-- begin Text section --

1.4 Public Offering. If an Initial Public Offering is consummated before the expiration or termination of this SAFE, this SAFE will automatically convert, immediately prior to and subject to, the unconditional closing of such Initial Public Offering, into a number of Ordinary Shares, equal to the Purchase Amount divided by the price per share in the Initial Public Offering, discounted by the Discount Rate. Each Investor will, at the request of the Company and\or the underwriter, execute and deliver to the Company all documents related to the Initial Public Offering, as may be applicable, provided that such documents are the same documents to be entered into with the other shareholders of the Company with appropriate variations for the SAFE Shares as applicable.

-- end Text section --
-- begin Data supplied --

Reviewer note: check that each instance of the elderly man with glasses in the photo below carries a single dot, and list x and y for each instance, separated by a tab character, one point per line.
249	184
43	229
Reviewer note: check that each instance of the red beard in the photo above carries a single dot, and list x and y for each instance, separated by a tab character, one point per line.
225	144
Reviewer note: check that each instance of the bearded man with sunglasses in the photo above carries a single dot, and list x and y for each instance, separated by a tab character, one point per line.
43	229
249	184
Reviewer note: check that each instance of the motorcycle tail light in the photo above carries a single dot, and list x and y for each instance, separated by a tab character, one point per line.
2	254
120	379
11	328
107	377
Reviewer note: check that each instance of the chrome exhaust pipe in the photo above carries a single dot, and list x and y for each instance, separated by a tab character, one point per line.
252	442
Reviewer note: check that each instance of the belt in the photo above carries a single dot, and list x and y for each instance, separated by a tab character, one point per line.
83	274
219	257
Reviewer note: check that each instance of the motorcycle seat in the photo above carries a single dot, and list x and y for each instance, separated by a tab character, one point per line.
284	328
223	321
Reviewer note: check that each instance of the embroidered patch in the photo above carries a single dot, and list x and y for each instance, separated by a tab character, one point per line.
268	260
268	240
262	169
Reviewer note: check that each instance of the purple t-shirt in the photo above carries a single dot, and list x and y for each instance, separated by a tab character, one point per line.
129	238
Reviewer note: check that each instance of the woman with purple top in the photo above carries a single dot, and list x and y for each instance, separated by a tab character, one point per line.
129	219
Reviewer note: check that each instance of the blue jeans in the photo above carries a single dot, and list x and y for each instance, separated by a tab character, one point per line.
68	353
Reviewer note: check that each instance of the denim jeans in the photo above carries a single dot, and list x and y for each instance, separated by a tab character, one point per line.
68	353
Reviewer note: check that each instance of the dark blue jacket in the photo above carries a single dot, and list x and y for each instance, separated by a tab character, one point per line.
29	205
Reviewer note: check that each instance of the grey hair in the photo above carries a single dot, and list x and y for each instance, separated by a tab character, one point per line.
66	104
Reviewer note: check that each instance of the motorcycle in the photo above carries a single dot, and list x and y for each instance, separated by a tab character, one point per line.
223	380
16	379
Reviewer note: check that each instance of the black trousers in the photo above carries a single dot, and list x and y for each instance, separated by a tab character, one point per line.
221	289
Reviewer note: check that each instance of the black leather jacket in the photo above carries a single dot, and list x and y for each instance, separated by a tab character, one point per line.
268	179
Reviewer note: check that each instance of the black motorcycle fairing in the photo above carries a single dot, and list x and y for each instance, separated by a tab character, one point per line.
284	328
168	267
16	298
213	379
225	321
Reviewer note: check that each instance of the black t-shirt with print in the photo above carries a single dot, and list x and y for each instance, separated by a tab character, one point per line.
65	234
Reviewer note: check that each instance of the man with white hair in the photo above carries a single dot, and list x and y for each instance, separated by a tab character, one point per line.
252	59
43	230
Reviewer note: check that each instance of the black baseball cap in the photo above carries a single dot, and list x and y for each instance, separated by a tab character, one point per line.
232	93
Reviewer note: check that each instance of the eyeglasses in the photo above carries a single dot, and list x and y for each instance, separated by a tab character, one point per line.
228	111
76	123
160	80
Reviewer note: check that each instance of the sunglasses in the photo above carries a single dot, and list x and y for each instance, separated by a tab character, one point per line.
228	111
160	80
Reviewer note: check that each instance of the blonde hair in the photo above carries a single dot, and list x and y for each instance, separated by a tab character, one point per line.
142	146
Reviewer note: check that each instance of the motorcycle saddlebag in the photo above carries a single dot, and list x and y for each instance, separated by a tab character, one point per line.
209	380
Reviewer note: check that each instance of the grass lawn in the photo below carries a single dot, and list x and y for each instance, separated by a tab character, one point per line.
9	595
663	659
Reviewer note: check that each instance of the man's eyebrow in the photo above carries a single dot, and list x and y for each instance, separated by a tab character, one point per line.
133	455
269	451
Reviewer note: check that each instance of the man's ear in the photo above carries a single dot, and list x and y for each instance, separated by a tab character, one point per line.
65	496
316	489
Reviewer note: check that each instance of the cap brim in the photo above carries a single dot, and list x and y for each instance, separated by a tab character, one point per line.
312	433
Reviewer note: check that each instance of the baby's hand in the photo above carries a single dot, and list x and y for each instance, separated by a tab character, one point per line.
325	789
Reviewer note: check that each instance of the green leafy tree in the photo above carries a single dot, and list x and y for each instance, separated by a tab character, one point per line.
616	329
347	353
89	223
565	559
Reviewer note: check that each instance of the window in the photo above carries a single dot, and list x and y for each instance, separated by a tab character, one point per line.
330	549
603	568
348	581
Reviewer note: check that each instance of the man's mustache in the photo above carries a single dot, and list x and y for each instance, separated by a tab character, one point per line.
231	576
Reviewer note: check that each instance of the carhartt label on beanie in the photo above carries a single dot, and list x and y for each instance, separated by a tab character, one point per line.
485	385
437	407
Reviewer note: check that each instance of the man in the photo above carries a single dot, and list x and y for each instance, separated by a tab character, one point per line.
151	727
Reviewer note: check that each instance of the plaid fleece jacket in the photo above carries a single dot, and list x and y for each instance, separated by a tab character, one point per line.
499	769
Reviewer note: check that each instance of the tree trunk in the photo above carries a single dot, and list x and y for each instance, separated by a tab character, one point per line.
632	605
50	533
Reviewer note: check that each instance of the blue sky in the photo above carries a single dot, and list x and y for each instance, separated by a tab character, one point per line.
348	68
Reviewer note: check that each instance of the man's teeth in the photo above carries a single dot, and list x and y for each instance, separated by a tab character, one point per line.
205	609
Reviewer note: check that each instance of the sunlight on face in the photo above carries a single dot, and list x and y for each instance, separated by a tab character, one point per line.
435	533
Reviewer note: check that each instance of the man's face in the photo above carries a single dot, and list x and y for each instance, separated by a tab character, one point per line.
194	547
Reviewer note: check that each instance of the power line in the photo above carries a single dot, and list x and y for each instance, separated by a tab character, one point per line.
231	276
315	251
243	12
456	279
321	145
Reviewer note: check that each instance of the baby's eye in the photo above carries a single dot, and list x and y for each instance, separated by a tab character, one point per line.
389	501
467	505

-- end Data supplied --

Instructions to follow:
Continue the SAFE agreement excerpt after its last sentence, keeping the same contractual drafting style.

Task result:
1.5 Mandatory Conversion upon Drop Date. If the Purchase Amount has not been converted prior to July 31, 2023 (the “Drop Date”), then on such Drop Date, this SAFE shall be automatically converted into such number of the most senior class of Equity Shares of the Company then outstanding, equal to, the Purchase Amount, divided by the lowest price per share actually paid to the Company for such most senior class of Equity Shares of the Company then outstanding in an investment transaction by a third party on or after 1.1.2022, discounted by the Discount Rate, rounded up to the nearest whole number, and if such investment transaction shall not have occurred, then this SAFE shall be automatically converted into such number of the most senior class of Equity Shares of the Company then outstanding, equal to, the Purchase Amount, divided by $3.313 AUD (subject to any customary adjustments for share splits and consolidations). The closing of such mandatory conversion for the Investor shall occur within 14 days of the Drop Date.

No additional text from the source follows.